··· DATA LINES ···

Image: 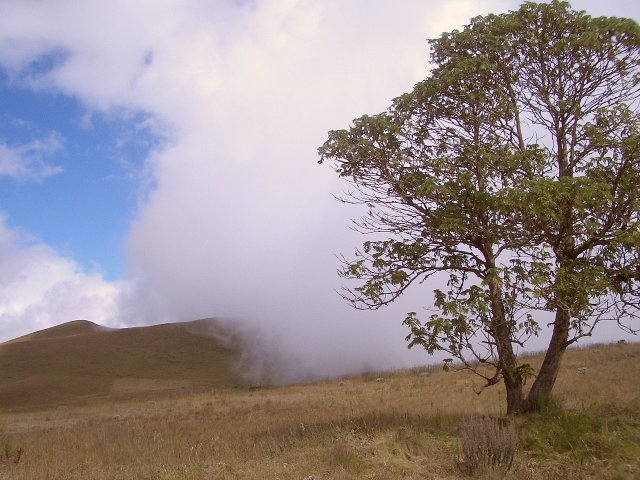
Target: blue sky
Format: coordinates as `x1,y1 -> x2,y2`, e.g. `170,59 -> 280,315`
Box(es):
0,0 -> 640,380
0,72 -> 161,280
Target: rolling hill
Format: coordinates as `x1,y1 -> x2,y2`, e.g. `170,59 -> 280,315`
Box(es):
0,320 -> 242,410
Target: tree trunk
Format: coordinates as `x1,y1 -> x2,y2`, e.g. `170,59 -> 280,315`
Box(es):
526,309 -> 570,411
487,268 -> 526,415
504,375 -> 526,415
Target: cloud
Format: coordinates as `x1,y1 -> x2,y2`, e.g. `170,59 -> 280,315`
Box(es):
0,217 -> 120,341
0,133 -> 63,180
12,0 -> 636,379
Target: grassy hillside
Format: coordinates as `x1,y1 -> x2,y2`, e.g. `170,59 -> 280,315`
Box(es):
0,320 -> 240,410
0,344 -> 640,480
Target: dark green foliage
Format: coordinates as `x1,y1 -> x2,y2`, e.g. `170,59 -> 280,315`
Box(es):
319,1 -> 640,413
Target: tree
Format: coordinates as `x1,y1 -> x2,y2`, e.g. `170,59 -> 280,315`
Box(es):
319,1 -> 640,414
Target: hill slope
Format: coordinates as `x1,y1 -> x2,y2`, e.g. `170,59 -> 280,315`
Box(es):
0,320 -> 241,409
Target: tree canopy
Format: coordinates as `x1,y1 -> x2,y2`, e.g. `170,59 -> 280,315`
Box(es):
319,1 -> 640,413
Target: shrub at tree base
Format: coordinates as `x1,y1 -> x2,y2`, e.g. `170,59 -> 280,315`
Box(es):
458,417 -> 518,474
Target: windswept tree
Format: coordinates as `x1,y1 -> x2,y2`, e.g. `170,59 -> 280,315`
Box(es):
319,1 -> 640,414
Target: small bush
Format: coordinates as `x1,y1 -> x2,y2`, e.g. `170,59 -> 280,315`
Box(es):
0,441 -> 24,465
458,417 -> 518,474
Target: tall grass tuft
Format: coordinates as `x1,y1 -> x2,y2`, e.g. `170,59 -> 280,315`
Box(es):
458,417 -> 518,474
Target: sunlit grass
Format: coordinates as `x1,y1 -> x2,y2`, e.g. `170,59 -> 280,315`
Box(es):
0,344 -> 640,480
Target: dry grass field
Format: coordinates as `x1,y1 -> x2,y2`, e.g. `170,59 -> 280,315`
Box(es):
0,322 -> 640,480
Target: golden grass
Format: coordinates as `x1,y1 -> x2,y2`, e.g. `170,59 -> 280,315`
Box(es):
0,344 -> 640,480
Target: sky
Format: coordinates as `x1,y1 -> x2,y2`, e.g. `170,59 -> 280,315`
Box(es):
0,0 -> 640,377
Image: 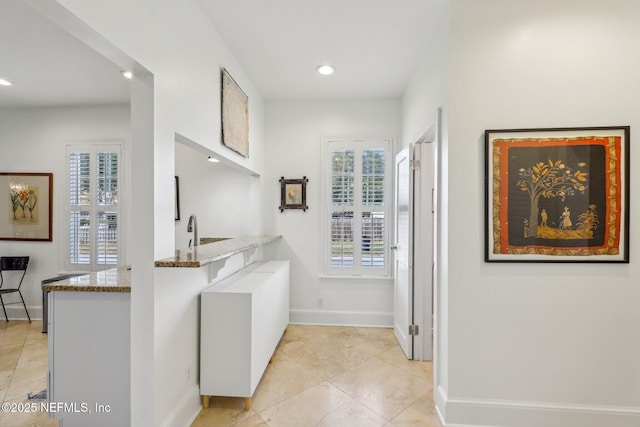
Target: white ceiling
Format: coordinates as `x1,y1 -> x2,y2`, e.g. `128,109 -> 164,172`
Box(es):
0,0 -> 444,107
0,0 -> 129,107
197,0 -> 444,99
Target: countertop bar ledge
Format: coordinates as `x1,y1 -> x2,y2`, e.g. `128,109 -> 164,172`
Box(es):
42,267 -> 131,292
155,236 -> 282,268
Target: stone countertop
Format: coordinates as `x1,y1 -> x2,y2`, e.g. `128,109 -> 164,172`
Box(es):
42,267 -> 131,292
155,236 -> 282,268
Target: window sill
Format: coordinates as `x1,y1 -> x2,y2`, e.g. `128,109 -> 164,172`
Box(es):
318,274 -> 393,282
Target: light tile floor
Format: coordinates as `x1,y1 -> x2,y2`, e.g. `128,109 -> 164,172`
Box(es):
191,325 -> 441,427
0,320 -> 58,427
0,321 -> 441,427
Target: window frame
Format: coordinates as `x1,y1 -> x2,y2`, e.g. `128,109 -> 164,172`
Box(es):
321,137 -> 393,279
61,140 -> 126,272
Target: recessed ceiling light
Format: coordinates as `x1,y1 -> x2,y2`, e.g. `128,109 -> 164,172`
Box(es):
316,64 -> 334,76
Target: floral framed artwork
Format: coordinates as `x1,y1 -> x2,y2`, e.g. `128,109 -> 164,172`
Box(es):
0,172 -> 53,242
222,68 -> 249,158
279,176 -> 309,212
484,126 -> 630,263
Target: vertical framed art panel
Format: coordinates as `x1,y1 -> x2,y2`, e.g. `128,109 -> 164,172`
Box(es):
485,126 -> 630,263
222,68 -> 249,158
0,172 -> 53,242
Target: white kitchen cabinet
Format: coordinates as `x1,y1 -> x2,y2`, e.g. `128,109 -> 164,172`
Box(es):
200,261 -> 289,409
47,291 -> 131,427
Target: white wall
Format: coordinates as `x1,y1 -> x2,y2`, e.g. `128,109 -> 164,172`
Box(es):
442,0 -> 640,427
263,100 -> 400,326
175,143 -> 261,248
0,105 -> 130,319
40,0 -> 264,427
401,2 -> 450,404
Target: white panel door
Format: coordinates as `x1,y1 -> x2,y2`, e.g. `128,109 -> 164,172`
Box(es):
392,148 -> 413,359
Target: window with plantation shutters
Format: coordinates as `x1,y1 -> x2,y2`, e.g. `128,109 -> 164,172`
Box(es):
324,139 -> 391,276
65,144 -> 122,271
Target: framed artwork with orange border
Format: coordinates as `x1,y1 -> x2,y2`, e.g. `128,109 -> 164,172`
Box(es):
484,126 -> 630,263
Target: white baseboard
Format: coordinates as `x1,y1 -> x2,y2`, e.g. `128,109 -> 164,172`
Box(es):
434,386 -> 640,427
289,310 -> 393,328
0,303 -> 42,321
158,384 -> 202,427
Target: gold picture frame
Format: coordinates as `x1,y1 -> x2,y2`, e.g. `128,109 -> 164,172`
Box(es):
485,126 -> 630,263
0,172 -> 53,242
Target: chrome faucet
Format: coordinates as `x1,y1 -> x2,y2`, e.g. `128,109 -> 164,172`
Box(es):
187,214 -> 200,247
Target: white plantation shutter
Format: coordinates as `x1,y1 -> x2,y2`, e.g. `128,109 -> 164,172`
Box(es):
325,139 -> 391,276
65,144 -> 122,271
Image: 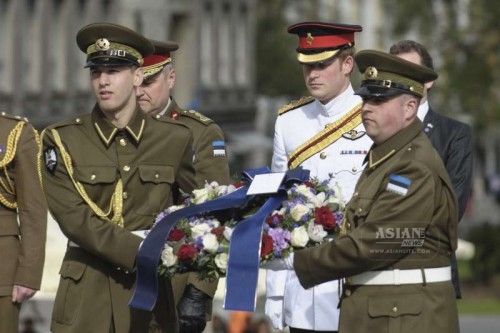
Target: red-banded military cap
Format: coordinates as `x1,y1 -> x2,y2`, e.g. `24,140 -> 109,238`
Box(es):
76,23 -> 154,67
287,22 -> 363,64
142,39 -> 179,79
354,50 -> 438,97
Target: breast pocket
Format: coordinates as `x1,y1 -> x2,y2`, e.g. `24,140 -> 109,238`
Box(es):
134,165 -> 175,216
368,293 -> 424,333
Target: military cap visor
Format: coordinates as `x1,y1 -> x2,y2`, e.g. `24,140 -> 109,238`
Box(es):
287,22 -> 363,64
76,23 -> 154,67
142,39 -> 179,79
354,50 -> 438,97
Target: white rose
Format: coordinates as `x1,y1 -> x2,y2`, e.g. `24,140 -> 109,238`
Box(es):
161,245 -> 177,267
307,222 -> 328,242
214,252 -> 229,271
290,226 -> 309,247
193,187 -> 209,205
202,234 -> 219,253
290,204 -> 310,222
191,223 -> 212,238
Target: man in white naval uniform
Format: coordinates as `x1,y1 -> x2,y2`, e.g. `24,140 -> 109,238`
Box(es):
265,22 -> 372,333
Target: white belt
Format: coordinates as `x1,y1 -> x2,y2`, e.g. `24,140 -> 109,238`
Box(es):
68,230 -> 149,247
350,266 -> 451,286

···

STATED GOAL:
Put every line of the material above into a JSON list of strings, one string per line, skipping blank lines. Leave the pictures out.

THE OUTPUT:
[
  "Image: ",
  "Target: blue sky",
  "Format: coordinates as `x1,y1 -> x2,y2`, e.g. `170,59 -> 280,315`",
  "Box(es):",
  "0,0 -> 640,380",
  "0,72 -> 161,280",
  "Target: rolling hill",
  "Format: coordinates as `x1,y1 -> x2,y2`, e.g. `170,59 -> 280,315`",
  "Box(es):",
  "0,320 -> 242,410",
  "Target: tree trunk",
  "Format: coordinates as `x1,y1 -> x2,y2`, e.g. `170,59 -> 280,315`",
  "Box(es):",
  "526,309 -> 570,411",
  "487,268 -> 526,415",
  "504,375 -> 526,415",
  "Target: cloud",
  "Format: coordinates as `x1,y1 -> x2,y2`, e.g. `170,59 -> 280,315`",
  "Box(es):",
  "0,217 -> 120,341",
  "0,133 -> 63,180",
  "12,0 -> 636,379",
  "Target: grassy hillside",
  "Format: coordinates as `x1,y1 -> x2,y2`, e.g. `170,59 -> 280,315`",
  "Box(es):",
  "0,320 -> 240,410",
  "0,344 -> 640,480",
  "Target: dark green foliage",
  "Format: coordinates as `x1,y1 -> x2,y2`, e.g. `170,59 -> 280,315`",
  "Box(es):",
  "319,1 -> 640,413",
  "Target: tree",
  "Format: coordinates as `x1,y1 -> x2,y2`, e.g. `170,59 -> 280,315`",
  "Box(es):",
  "319,1 -> 640,414",
  "Target: hill slope",
  "Format: coordinates as `x1,y1 -> x2,y2`, e.g. `170,59 -> 280,315`",
  "Box(es):",
  "0,320 -> 241,409",
  "Target: tree canopy",
  "Format: coordinates as `x1,y1 -> x2,y2`, e.g. `170,59 -> 280,315`",
  "Box(es):",
  "319,1 -> 640,413",
  "Target: shrub at tree base",
  "Format: coordinates as `x1,y1 -> x2,y2`, e.g. `170,59 -> 280,315`",
  "Box(es):",
  "458,417 -> 518,474",
  "Target: windswept tree",
  "Format: coordinates as `x1,y1 -> x2,y2`, e.g. `170,59 -> 280,315`",
  "Box(es):",
  "319,1 -> 640,414",
  "Target: small bush",
  "Format: coordinates as `x1,y1 -> x2,y2`, e.g. `170,59 -> 280,315`",
  "Box(es):",
  "0,441 -> 24,465",
  "458,417 -> 518,474",
  "Target: tall grass tuft",
  "Format: coordinates as `x1,y1 -> x2,y2`, e.g. `170,59 -> 280,315`",
  "Box(es):",
  "458,417 -> 518,474",
  "Target: sunlit grass",
  "Format: coordinates as `x1,y1 -> x2,y2`, e.g. `170,59 -> 280,315`",
  "Box(es):",
  "0,344 -> 640,480",
  "Target: dry grass field",
  "Format: coordinates as `x1,y1 -> x2,y2`, e.g. `170,59 -> 280,315`",
  "Box(es):",
  "0,322 -> 640,480",
  "Target: golden grass",
  "Format: coordinates as `x1,y1 -> x2,y2`, e.g. `170,59 -> 280,315`",
  "Box(es):",
  "0,344 -> 640,480",
  "Target: sky",
  "Format: coordinates as `x1,y1 -> x2,y2`, e.g. `170,59 -> 280,315`",
  "Box(es):",
  "0,0 -> 640,377",
  "Image: ",
  "Target: white ceiling",
  "Format: coordinates as `x1,y1 -> x2,y2`, e.g. `128,109 -> 164,172`",
  "Box(es):",
  "0,0 -> 444,107",
  "0,0 -> 129,107",
  "197,0 -> 444,99",
  "Target: countertop bar ledge",
  "Format: coordinates as `x1,y1 -> x2,y2`, e.g. `128,109 -> 164,172`",
  "Box(es):",
  "42,267 -> 131,292",
  "155,236 -> 282,268",
  "Target: stone countertop",
  "Format: coordinates as `x1,y1 -> x2,y2`, e.g. `128,109 -> 164,172`",
  "Box(es):",
  "42,267 -> 131,292",
  "155,236 -> 282,268",
  "Target: window sill",
  "Format: coordinates as `x1,y1 -> x2,y2`, e.g. `128,109 -> 164,172`",
  "Box(es):",
  "318,274 -> 393,282",
  "Target: light tile floor",
  "Format: coordinates as `x1,y1 -> x2,y2`, e.g. `128,109 -> 164,172`",
  "Box(es):",
  "191,325 -> 441,427",
  "0,320 -> 58,427",
  "0,321 -> 441,427",
  "Target: window frame",
  "Format: coordinates as `x1,y1 -> x2,y2`, e.g. `128,109 -> 164,172`",
  "Box(es):",
  "321,137 -> 393,279",
  "61,140 -> 126,272",
  "Target: recessed ceiling light",
  "Format: coordinates as `x1,y1 -> x2,y2`, e.g. `128,109 -> 164,172`",
  "Box(es):",
  "316,64 -> 334,76",
  "Target: floral framed artwork",
  "Format: coordinates as `x1,y1 -> x2,y2`, e.g. `128,109 -> 164,172`",
  "Box(es):",
  "0,172 -> 53,242",
  "222,68 -> 249,158",
  "279,176 -> 309,212",
  "484,126 -> 630,263",
  "Target: vertical framed art panel",
  "Format: coordinates as `x1,y1 -> x2,y2`, e.g. `128,109 -> 164,172`",
  "Box(es):",
  "485,126 -> 630,263",
  "222,68 -> 249,158",
  "0,172 -> 53,242",
  "Target: white kitchen cabinet",
  "Format: coordinates as `x1,y1 -> x2,y2`, e.g. `128,109 -> 164,172`",
  "Box(es):",
  "200,261 -> 289,409",
  "47,291 -> 131,427",
  "Target: white wall",
  "Format: coordinates as `x1,y1 -> x2,y2`, e.g. `128,109 -> 164,172`",
  "Box(es):",
  "442,0 -> 640,427",
  "263,100 -> 400,326",
  "175,143 -> 261,248",
  "0,105 -> 130,319",
  "40,0 -> 264,427",
  "401,2 -> 450,404",
  "Target: white panel door",
  "Format: coordinates as `x1,y1 -> x2,y2`, e.g. `128,109 -> 164,172`",
  "Box(es):",
  "392,148 -> 413,359",
  "Target: window with plantation shutters",
  "Format: coordinates as `x1,y1 -> x2,y2`, e.g. `128,109 -> 164,172`",
  "Box(es):",
  "324,139 -> 391,276",
  "65,144 -> 122,271",
  "Target: framed artwork with orange border",
  "Format: coordinates as `x1,y1 -> x2,y2`, e.g. `128,109 -> 164,172`",
  "Box(es):",
  "484,126 -> 630,263",
  "Target: white baseboard",
  "Format: coordinates as `x1,y1 -> x2,y2`, e.g. `128,109 -> 164,172`",
  "Box(es):",
  "434,386 -> 640,427",
  "289,310 -> 393,328",
  "0,303 -> 42,321",
  "158,384 -> 202,427",
  "Target: gold picture frame",
  "Format: coordinates as `x1,y1 -> x2,y2`, e.g. `128,109 -> 164,172`",
  "Box(es):",
  "485,126 -> 630,263",
  "0,172 -> 53,242",
  "Target: chrome faucet",
  "Format: coordinates as `x1,y1 -> x2,y2`, e.g. `128,109 -> 164,172`",
  "Box(es):",
  "187,214 -> 200,247",
  "Target: white plantation shutter",
  "Format: coordinates as `x1,y1 -> x2,y2`, e.g. `128,109 -> 164,172`",
  "Box(es):",
  "325,139 -> 391,276",
  "65,144 -> 122,271",
  "Image: ",
  "Target: red-banded military cap",
  "Format: coordinates as `x1,y1 -> x2,y2`, e.g. `24,140 -> 109,238`",
  "Box(es):",
  "76,23 -> 154,67",
  "287,22 -> 363,64",
  "142,39 -> 179,79",
  "354,50 -> 438,97",
  "Target: breast pocket",
  "Format: coordinates as `x1,y1 -> x2,y2`, e.g. `24,140 -> 109,238`",
  "Box(es):",
  "134,165 -> 175,216",
  "368,293 -> 424,333",
  "Target: military cap visor",
  "Format: coordinates as `x1,y1 -> x2,y2`, e.g. `24,140 -> 109,238`",
  "Box(es):",
  "287,22 -> 363,64",
  "76,23 -> 154,67",
  "142,39 -> 179,79",
  "354,50 -> 438,97",
  "Target: white rose",
  "Format: coordinates as `x1,y1 -> x2,y2`, e.g. `24,140 -> 109,238`",
  "Box(es):",
  "161,245 -> 177,267",
  "307,222 -> 328,242",
  "214,252 -> 229,271",
  "290,226 -> 309,247",
  "193,187 -> 209,205",
  "202,234 -> 219,253",
  "290,204 -> 310,222",
  "191,223 -> 212,238",
  "Target: man in white naval uniform",
  "Format: coordinates as `x1,y1 -> x2,y2`, e.g. `24,140 -> 109,238`",
  "Box(es):",
  "265,22 -> 372,333",
  "Target: white belt",
  "Format: coordinates as `x1,y1 -> x2,y2`, e.g. `24,140 -> 109,238`",
  "Box(es):",
  "68,230 -> 149,247",
  "350,266 -> 451,286"
]